» **Activity**
Set down word for word the part of the piece on Irish identity starting at "80 million people" and ending at "in €100 jumpers. Obviously).".

Turf, plastic Paddies and exaggerated alcoholism: Donie O’Sullivan asks exactly what it is to be Irish
“What does it mean to be Irish?” a foreign journalist might ask an Irishman on the street. “Ah sure, you know yourself,” might be a typical reply. While the journalist might be bewildered at the answer, we Irish would know perfectly what the response means. Irishness is a club – a club with a secret technique of communication that involves a series of nods, winks and expressions like “there or thereabouts” and “gas craic altogether”.
80 million people across the world claim to be of Irish descent, but in reality – as they might say in their apparent homeland – most of them are “no more Irish now”. Just last week, an English union rep with Irish heritage was paid thousands of pounds in compensation by the Kent local council after his Councillor told him a ‘racist’ Paddy the Irishman joke. Are these types of ‘Irish’ really the ones we want to claim as our own? Spotting the fakes is easy: they’re the ones who come to Ireland looking for their long-lost great uncle’s house in the depths of Cavan, asking if we know ‘John’; who carry a sod of turf back with them on the plane home and call it peat; who buy Aran jumpers in the gift shop and think it’s “traditional Irish dress” (all Paddies run after sheep on mountain-sides in €100 jumpers. Obviously).

» **Given data**
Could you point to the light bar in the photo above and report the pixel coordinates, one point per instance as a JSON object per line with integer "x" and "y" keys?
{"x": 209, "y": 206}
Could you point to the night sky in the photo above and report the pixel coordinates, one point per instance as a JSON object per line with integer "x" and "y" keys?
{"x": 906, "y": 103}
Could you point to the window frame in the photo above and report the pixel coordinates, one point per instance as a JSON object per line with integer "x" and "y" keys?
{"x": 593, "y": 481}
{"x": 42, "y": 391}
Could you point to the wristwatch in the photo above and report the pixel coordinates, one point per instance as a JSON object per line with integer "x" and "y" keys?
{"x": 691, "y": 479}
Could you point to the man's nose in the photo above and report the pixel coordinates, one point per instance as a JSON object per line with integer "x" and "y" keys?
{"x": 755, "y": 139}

* * *

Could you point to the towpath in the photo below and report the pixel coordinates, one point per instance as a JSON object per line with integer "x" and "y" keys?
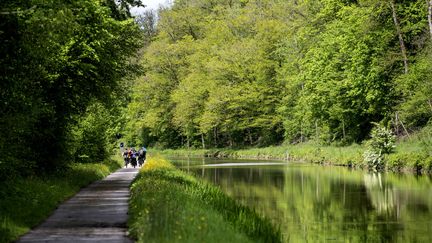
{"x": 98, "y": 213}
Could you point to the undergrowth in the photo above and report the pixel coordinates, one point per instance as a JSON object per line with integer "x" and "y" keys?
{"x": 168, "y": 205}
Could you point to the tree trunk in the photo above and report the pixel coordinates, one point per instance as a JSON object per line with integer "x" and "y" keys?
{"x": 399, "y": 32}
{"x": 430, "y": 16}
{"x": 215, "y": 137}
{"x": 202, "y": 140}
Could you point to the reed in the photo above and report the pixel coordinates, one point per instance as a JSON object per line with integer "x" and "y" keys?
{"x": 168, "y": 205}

» **Written reply**
80 million people across the world claim to be of Irish descent, but in reality – as they might say in their apparent homeland – most of them are “no more Irish now”. Just last week, an English union rep with Irish heritage was paid thousands of pounds in compensation by the Kent local council after his Councillor told him a ‘racist’ Paddy the Irishman joke. Are these types of ‘Irish’ really the ones we want to claim as our own? Spotting the fakes is easy: they’re the ones who come to Ireland looking for their long-lost great uncle’s house in the depths of Cavan, asking if we know ‘John’; who carry a sod of turf back with them on the plane home and call it peat; who buy Aran jumpers in the gift shop and think it’s “traditional Irish dress” (all Paddies run after sheep on mountain-sides in €100 jumpers. Obviously).